DOCUMENT SECTION:
The Wizards Return: Alex vs. Alex is a 2013 American television special based on the Disney Channel Original Series Wizards of Waverly Place. It was directed by Victor Gonzalez and filmed primarily in Disney Studios in October and November 2012. The full cast of the series starred in the special, with the exception of David Henrie as Justin Russo, although the character was mentioned frequently. The film focuses on the Russo family, Harper, and Mason visiting Italy for a family reunion. The special premiered on March 15, 2013 on the Disney Channel in the United States, and attracted 5.9 million viewers.

Plot
A year after the family wizard competition, the new family wizard Alex uses her power for both good and bad, but it still upsets her parents who still think she is irresponsible and should be like Justin, who now took over Wiztech. While on a reunion vacation to Tuscany, Italy , Alex decides to change her image for good by ditching all the negative parts of her personality into a clone of herself, but when her clone manages to get a mind of its own and tries to take over the world with magic, Alex has the ultimate face off with herself in order to save the world.

Cast
 Selena Gomez as Alex Russo / Evil Alex, the family wizard of the Russo family who uses her magical abilities irresponsibly and selfishly. Hoping to change for the better, Alex casts a spell on herself making her bad counterparts its own individual person. However, her evil counterpart attempts to take over the world, while her good parts have to stop it. Gomez portrays a dual role in the special.

Dataset entries:
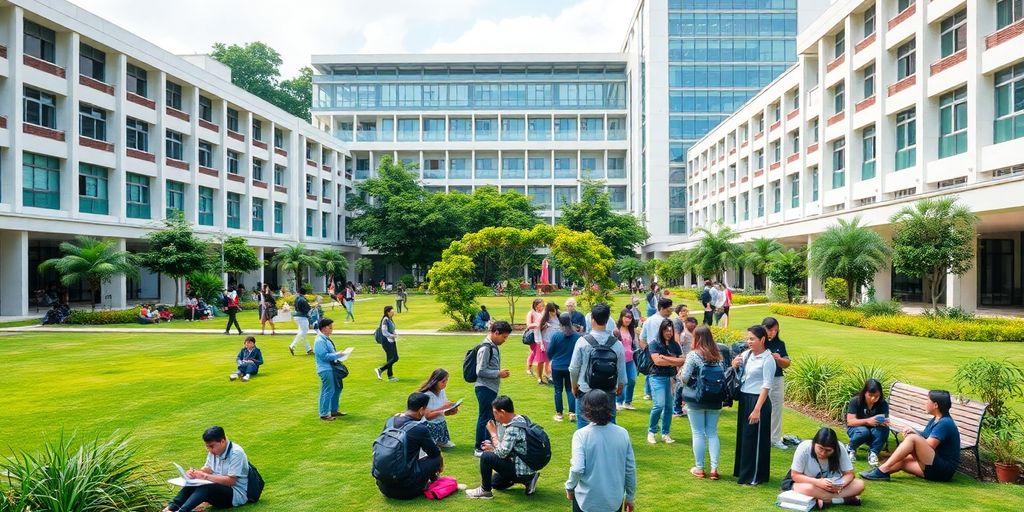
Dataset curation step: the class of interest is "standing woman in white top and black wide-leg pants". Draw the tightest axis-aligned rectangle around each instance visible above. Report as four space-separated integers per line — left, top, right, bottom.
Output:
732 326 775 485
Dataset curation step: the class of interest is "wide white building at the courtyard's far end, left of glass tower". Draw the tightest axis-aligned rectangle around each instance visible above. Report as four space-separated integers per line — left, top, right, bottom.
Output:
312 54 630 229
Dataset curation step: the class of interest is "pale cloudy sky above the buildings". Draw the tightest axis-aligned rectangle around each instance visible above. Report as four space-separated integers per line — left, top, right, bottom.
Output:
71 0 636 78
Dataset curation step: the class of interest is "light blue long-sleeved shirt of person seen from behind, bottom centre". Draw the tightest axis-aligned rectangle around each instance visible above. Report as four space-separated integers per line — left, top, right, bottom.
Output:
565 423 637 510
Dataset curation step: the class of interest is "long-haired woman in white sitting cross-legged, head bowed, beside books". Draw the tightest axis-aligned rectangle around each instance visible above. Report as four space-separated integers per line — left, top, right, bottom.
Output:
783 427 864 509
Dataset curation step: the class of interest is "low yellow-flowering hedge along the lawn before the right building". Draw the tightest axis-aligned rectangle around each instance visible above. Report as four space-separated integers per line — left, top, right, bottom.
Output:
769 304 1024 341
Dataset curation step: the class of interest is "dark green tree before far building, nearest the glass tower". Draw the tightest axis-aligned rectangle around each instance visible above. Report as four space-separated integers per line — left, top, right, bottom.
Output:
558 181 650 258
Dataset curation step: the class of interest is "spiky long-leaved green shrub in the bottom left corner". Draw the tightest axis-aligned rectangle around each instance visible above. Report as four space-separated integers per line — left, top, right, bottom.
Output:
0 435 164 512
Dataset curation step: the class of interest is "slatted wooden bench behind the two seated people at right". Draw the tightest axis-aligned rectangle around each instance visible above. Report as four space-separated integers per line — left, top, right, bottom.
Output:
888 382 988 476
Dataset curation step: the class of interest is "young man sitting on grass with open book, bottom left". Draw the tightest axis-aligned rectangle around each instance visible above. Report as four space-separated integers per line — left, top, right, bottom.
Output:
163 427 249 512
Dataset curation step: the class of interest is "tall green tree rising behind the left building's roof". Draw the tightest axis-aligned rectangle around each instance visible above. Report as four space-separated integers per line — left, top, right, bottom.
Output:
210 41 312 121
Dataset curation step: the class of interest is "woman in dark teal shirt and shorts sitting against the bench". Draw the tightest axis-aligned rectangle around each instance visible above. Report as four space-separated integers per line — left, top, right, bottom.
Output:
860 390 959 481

...

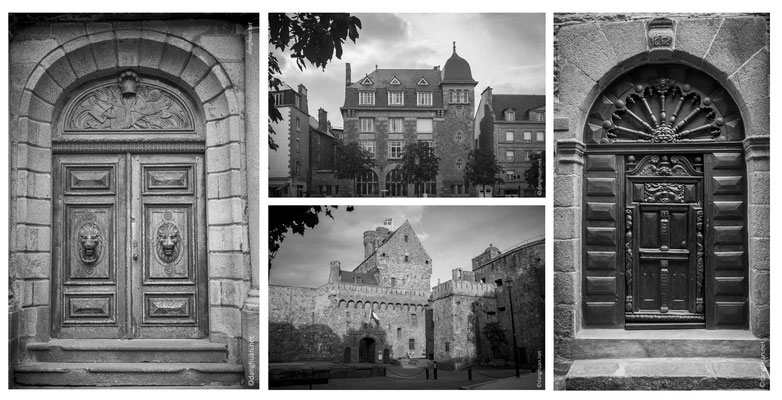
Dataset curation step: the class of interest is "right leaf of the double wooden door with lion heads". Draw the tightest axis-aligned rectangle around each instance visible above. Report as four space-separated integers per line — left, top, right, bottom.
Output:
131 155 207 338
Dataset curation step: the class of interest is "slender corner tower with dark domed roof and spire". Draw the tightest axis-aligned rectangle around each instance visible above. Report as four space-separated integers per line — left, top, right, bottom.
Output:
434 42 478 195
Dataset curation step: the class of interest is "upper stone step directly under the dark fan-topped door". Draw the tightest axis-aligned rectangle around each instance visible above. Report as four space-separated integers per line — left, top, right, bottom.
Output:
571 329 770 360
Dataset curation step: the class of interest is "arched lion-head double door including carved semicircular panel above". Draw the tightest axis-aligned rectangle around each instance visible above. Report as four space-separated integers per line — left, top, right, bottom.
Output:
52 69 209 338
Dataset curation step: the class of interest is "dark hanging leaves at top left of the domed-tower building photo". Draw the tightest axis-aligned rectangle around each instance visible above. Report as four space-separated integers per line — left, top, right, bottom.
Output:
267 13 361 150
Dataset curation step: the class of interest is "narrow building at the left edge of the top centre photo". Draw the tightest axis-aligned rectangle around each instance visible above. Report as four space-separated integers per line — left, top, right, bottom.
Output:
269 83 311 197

EXERCISE OBJECTIVE: Reproduce the full text about The Wizards Return: Alex vs. Alex word for word. The data has no connection to the text about the Wizards of Waverly Place special.

REPLY:
The Wizards Return: Alex vs. Alex is a 2013 American television special based on the Disney Channel Original Series Wizards of Waverly Place. It was directed by Victor Gonzalez and filmed primarily in Disney Studios in October and November 2012. The full cast of the series starred in the special, with the exception of David Henrie as Justin Russo, although the character was mentioned frequently. The film focuses on the Russo family, Harper, and Mason visiting Italy for a family reunion. The special premiered on March 15, 2013 on the Disney Channel in the United States, and attracted 5.9 million viewers.

Plot
A year after the family wizard competition, the new family wizard Alex uses her power for both good and bad, but it still upsets her parents who still think she is irresponsible and should be like Justin, who now took over Wiztech. While on a reunion vacation to Tuscany, Italy , Alex decides to change her image for good by ditching all the negative parts of her personality into a clone of herself, but when her clone manages to get a mind of its own and tries to take over the world with magic, Alex has the ultimate face off with herself in order to save the world.

Cast
 Selena Gomez as Alex Russo / Evil Alex, the family wizard of the Russo family who uses her magical abilities irresponsibly and selfishly. Hoping to change for the better, Alex casts a spell on herself making her bad counterparts its own individual person. However, her evil counterpart attempts to take over the world, while her good parts have to stop it. Gomez portrays a dual role in the special.